Rewrite every line of the data below, substituting "exterior wall" for "building wall" wherever it occurs and keeping everything else the same.

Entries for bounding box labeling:
· · · · · · ·
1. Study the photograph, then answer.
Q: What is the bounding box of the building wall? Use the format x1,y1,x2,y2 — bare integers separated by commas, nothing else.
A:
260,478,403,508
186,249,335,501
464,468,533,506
· · · · · · ·
ANSWER TO THE PROBLEM:
1. Study the photograph, then answer.
Q: What is the bounding box of the exterior wall? Use the format x1,y1,x2,y2 — bare integers separated by commas, nothing else.
A:
260,478,403,508
186,249,335,501
464,468,533,506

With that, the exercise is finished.